Task » Return the entries verbatim and drop every picture.

* BEGIN Records to use *

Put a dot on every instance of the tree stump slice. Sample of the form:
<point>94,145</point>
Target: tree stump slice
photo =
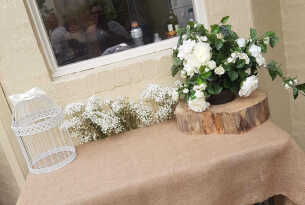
<point>236,117</point>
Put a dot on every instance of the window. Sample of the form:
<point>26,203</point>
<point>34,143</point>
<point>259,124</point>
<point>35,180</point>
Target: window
<point>82,34</point>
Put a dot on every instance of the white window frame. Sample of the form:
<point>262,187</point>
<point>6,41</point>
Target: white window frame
<point>58,71</point>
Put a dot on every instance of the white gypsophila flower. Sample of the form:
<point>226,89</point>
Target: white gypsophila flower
<point>107,102</point>
<point>237,55</point>
<point>186,91</point>
<point>73,123</point>
<point>164,113</point>
<point>241,42</point>
<point>74,108</point>
<point>287,86</point>
<point>290,83</point>
<point>191,66</point>
<point>178,84</point>
<point>219,70</point>
<point>248,71</point>
<point>119,104</point>
<point>267,40</point>
<point>199,94</point>
<point>183,74</point>
<point>107,121</point>
<point>160,95</point>
<point>203,38</point>
<point>198,104</point>
<point>220,36</point>
<point>248,86</point>
<point>260,60</point>
<point>211,65</point>
<point>255,50</point>
<point>144,114</point>
<point>175,95</point>
<point>93,104</point>
<point>186,49</point>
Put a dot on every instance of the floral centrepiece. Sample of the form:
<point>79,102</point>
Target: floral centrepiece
<point>214,61</point>
<point>97,120</point>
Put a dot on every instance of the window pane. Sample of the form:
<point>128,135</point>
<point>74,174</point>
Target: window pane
<point>85,29</point>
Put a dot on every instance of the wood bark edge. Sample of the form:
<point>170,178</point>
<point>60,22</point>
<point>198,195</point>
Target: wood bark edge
<point>236,117</point>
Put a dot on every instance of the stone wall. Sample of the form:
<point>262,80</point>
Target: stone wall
<point>22,65</point>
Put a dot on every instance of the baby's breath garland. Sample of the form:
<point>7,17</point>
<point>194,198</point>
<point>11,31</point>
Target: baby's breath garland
<point>96,120</point>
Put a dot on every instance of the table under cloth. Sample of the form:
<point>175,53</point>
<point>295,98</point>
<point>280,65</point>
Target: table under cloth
<point>160,165</point>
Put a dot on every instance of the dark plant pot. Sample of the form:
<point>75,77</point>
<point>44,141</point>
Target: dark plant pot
<point>222,98</point>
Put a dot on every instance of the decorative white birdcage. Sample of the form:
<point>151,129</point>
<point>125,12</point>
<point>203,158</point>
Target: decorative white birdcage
<point>36,122</point>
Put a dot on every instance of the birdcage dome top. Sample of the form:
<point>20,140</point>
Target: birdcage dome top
<point>34,112</point>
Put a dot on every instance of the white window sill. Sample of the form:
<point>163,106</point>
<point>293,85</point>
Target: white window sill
<point>115,58</point>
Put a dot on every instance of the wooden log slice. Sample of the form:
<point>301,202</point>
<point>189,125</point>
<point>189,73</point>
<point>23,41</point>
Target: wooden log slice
<point>235,117</point>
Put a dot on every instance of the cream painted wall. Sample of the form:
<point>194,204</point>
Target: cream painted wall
<point>279,98</point>
<point>22,65</point>
<point>294,40</point>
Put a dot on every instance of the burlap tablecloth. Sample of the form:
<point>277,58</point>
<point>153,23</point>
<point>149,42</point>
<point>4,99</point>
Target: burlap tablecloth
<point>162,166</point>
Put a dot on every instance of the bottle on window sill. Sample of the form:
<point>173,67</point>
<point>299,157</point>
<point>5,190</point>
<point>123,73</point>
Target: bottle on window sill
<point>136,34</point>
<point>157,38</point>
<point>191,14</point>
<point>172,22</point>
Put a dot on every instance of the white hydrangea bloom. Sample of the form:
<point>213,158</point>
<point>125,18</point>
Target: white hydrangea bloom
<point>178,84</point>
<point>267,40</point>
<point>201,55</point>
<point>219,70</point>
<point>241,42</point>
<point>220,36</point>
<point>212,65</point>
<point>186,91</point>
<point>183,74</point>
<point>248,86</point>
<point>199,94</point>
<point>198,104</point>
<point>256,52</point>
<point>202,52</point>
<point>186,49</point>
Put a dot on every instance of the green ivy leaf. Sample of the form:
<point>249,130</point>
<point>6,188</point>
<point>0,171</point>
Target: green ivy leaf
<point>225,19</point>
<point>175,69</point>
<point>253,34</point>
<point>274,70</point>
<point>205,76</point>
<point>219,44</point>
<point>240,64</point>
<point>233,75</point>
<point>295,93</point>
<point>215,29</point>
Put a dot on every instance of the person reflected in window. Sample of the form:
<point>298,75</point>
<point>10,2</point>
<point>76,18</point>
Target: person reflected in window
<point>58,37</point>
<point>108,33</point>
<point>76,39</point>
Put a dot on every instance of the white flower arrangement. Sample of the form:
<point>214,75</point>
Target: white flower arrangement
<point>222,62</point>
<point>98,120</point>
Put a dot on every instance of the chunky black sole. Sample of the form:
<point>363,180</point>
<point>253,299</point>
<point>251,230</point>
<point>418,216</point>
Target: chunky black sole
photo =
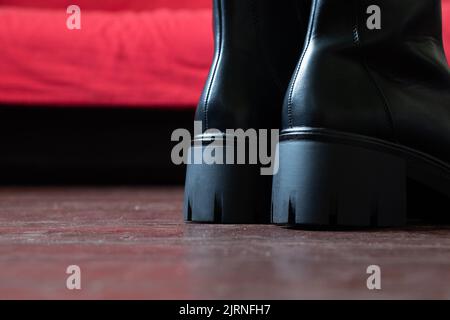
<point>328,178</point>
<point>226,193</point>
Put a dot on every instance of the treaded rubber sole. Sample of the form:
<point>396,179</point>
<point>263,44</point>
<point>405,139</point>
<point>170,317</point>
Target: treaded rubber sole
<point>330,179</point>
<point>224,193</point>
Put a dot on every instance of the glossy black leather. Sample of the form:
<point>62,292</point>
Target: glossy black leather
<point>392,84</point>
<point>256,50</point>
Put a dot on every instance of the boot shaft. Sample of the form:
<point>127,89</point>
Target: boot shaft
<point>256,48</point>
<point>374,82</point>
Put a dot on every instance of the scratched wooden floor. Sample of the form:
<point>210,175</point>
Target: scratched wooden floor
<point>131,243</point>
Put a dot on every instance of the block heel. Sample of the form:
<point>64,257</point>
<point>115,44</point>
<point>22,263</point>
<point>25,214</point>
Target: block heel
<point>226,193</point>
<point>323,183</point>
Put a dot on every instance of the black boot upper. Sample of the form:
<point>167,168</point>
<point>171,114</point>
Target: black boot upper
<point>391,84</point>
<point>256,49</point>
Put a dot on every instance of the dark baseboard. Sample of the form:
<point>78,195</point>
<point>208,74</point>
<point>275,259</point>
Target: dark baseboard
<point>42,145</point>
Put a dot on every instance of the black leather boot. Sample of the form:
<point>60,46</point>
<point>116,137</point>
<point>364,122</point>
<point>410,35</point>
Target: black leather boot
<point>366,116</point>
<point>256,50</point>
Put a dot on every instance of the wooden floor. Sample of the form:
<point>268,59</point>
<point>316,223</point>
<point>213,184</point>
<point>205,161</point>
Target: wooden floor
<point>131,243</point>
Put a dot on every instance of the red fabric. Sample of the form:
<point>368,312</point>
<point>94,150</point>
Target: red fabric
<point>115,5</point>
<point>446,24</point>
<point>154,58</point>
<point>140,57</point>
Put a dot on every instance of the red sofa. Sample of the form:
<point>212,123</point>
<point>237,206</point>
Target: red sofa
<point>128,52</point>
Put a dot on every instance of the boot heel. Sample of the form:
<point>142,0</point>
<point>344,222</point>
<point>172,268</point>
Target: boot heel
<point>332,184</point>
<point>226,193</point>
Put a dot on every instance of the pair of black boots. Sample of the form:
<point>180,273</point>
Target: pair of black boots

* END Records to use *

Expected output »
Put a dot on every instance of the tree stump slice. Sample of the form:
<point>94,145</point>
Target: tree stump slice
photo =
<point>236,117</point>
Put a dot on every instance of the window. Sample of the form:
<point>26,203</point>
<point>34,143</point>
<point>259,124</point>
<point>35,180</point>
Target: window
<point>82,34</point>
Put a dot on every instance of the white window frame. Sample of the form:
<point>262,187</point>
<point>6,41</point>
Target: white window frame
<point>58,71</point>
Put a dot on every instance of the white gypsophila flower. Sample of the form:
<point>226,89</point>
Target: white gypsophila flower
<point>107,102</point>
<point>237,55</point>
<point>186,91</point>
<point>73,123</point>
<point>164,113</point>
<point>241,42</point>
<point>74,108</point>
<point>287,86</point>
<point>290,83</point>
<point>191,66</point>
<point>178,84</point>
<point>219,70</point>
<point>248,71</point>
<point>119,104</point>
<point>267,40</point>
<point>199,94</point>
<point>183,74</point>
<point>107,121</point>
<point>160,95</point>
<point>203,38</point>
<point>198,104</point>
<point>220,36</point>
<point>248,86</point>
<point>260,60</point>
<point>211,65</point>
<point>255,50</point>
<point>144,114</point>
<point>175,95</point>
<point>93,104</point>
<point>186,49</point>
Put a dot on every instance of the floral centrepiece. Sample of the form:
<point>79,102</point>
Target: floral centrepiece
<point>214,61</point>
<point>97,120</point>
Put a dot on every instance of the window pane. Sample of the form:
<point>128,135</point>
<point>74,174</point>
Target: window pane
<point>85,29</point>
Put a dot on every instance of the wood bark edge. Sample of the form:
<point>170,178</point>
<point>60,22</point>
<point>198,195</point>
Target: wood bark edge
<point>236,117</point>
Put a dot on every instance of the stone wall. Sample of the form:
<point>262,80</point>
Target: stone wall
<point>22,65</point>
Put a dot on every instance of the baby's breath garland. Sample of the form:
<point>7,17</point>
<point>194,198</point>
<point>11,31</point>
Target: baby's breath garland
<point>96,120</point>
Put a dot on every instance of the table under cloth. Sample of the form:
<point>175,53</point>
<point>295,98</point>
<point>280,65</point>
Target: table under cloth
<point>160,165</point>
Put a dot on every instance of the dark plant pot. Sample of the form:
<point>75,77</point>
<point>44,141</point>
Target: dark plant pot
<point>222,98</point>
Put a dot on every instance of the decorative white birdcage. Sample of the form:
<point>151,129</point>
<point>125,12</point>
<point>203,158</point>
Target: decorative white birdcage
<point>36,122</point>
Put a dot on every instance of the birdcage dome top. Sample of the form:
<point>20,140</point>
Target: birdcage dome top
<point>34,112</point>
Put a dot on every instance of the white window sill. Sample of the form:
<point>163,106</point>
<point>293,85</point>
Target: white window sill
<point>115,58</point>
Put a dot on every instance of the wooden log slice. Sample of the form:
<point>301,202</point>
<point>189,125</point>
<point>189,73</point>
<point>23,41</point>
Target: wooden log slice
<point>235,117</point>
Put a dot on every instance of the cream painted wall. Sample of the form:
<point>194,204</point>
Target: cream painted wall
<point>279,98</point>
<point>22,65</point>
<point>294,40</point>
Put a dot on every instance of the burlap tablecloth. Sample of the form:
<point>277,58</point>
<point>153,23</point>
<point>149,42</point>
<point>4,99</point>
Target: burlap tablecloth
<point>162,166</point>
Put a dot on every instance of the bottle on window sill. Sample of the form:
<point>173,67</point>
<point>299,157</point>
<point>5,190</point>
<point>123,73</point>
Target: bottle on window sill
<point>136,34</point>
<point>157,38</point>
<point>191,14</point>
<point>172,22</point>
Put a dot on every instance of the white hydrangea bloom. Sample of the form:
<point>213,158</point>
<point>125,18</point>
Target: white hydrangea bloom
<point>178,84</point>
<point>267,40</point>
<point>201,55</point>
<point>219,70</point>
<point>241,42</point>
<point>220,36</point>
<point>212,65</point>
<point>186,91</point>
<point>183,74</point>
<point>248,86</point>
<point>199,94</point>
<point>198,104</point>
<point>256,52</point>
<point>202,52</point>
<point>186,49</point>
Put a dot on every instance of the green ivy leaf. Sample of the form:
<point>249,130</point>
<point>6,188</point>
<point>0,171</point>
Target: green ivy leaf
<point>225,19</point>
<point>175,69</point>
<point>253,34</point>
<point>274,70</point>
<point>205,76</point>
<point>219,44</point>
<point>240,64</point>
<point>233,75</point>
<point>295,93</point>
<point>215,29</point>
Put a dot on every instance of the person reflected in window. Sample of the form:
<point>298,75</point>
<point>10,2</point>
<point>76,18</point>
Target: person reflected in window
<point>58,37</point>
<point>108,33</point>
<point>76,39</point>
Put a dot on every instance of the white flower arrangement. Sample of the form:
<point>214,75</point>
Target: white flower arrangement
<point>222,62</point>
<point>98,120</point>
Put a dot on every instance of the chunky black sole. Sample of the form:
<point>363,180</point>
<point>253,299</point>
<point>251,230</point>
<point>418,216</point>
Target: chunky black sole
photo =
<point>328,178</point>
<point>226,193</point>
Put a dot on every instance of the treaded rubber sole. Sample of the form:
<point>396,179</point>
<point>263,44</point>
<point>405,139</point>
<point>170,317</point>
Target: treaded rubber sole
<point>330,179</point>
<point>224,193</point>
Put a dot on every instance of the glossy black leather. Sample of the form:
<point>62,292</point>
Target: glossy black leather
<point>392,84</point>
<point>256,50</point>
Put a dot on every instance of the boot shaft. Sample of the form:
<point>127,89</point>
Target: boot shaft
<point>256,48</point>
<point>374,82</point>
Put a dot on every instance of the scratched wooden floor. Sample of the form:
<point>210,175</point>
Target: scratched wooden floor
<point>131,243</point>
Put a dot on every instance of the block heel. Sample of the form:
<point>64,257</point>
<point>115,44</point>
<point>22,263</point>
<point>25,214</point>
Target: block heel
<point>226,193</point>
<point>323,183</point>
Put a dot on every instance of the black boot upper. Sample of the form:
<point>167,168</point>
<point>171,114</point>
Target: black boot upper
<point>391,84</point>
<point>256,49</point>
Put a dot on every instance of the dark baseboard. Sample of the form:
<point>78,195</point>
<point>208,74</point>
<point>275,259</point>
Target: dark baseboard
<point>42,145</point>
Put a dot on every instance of the black leather boot. Sample of the form:
<point>60,46</point>
<point>116,137</point>
<point>364,122</point>
<point>410,35</point>
Target: black leather boot
<point>366,116</point>
<point>256,50</point>
Put a dot on every instance of the wooden floor. Sample of the form:
<point>268,59</point>
<point>316,223</point>
<point>213,184</point>
<point>205,161</point>
Target: wooden floor
<point>131,243</point>
Put a dot on every instance of the red fabric. Sample of the form:
<point>368,312</point>
<point>94,150</point>
Target: red fabric
<point>115,5</point>
<point>446,24</point>
<point>154,58</point>
<point>140,57</point>
Put a dot on every instance of the red sofa. Sample of the form:
<point>212,123</point>
<point>237,206</point>
Target: red sofa
<point>128,52</point>
Put a dot on every instance of the boot heel. Sample of the form:
<point>142,0</point>
<point>344,222</point>
<point>172,268</point>
Target: boot heel
<point>332,184</point>
<point>226,193</point>
Put a dot on every instance of the pair of black boots. Sample of the form:
<point>180,273</point>
Target: pair of black boots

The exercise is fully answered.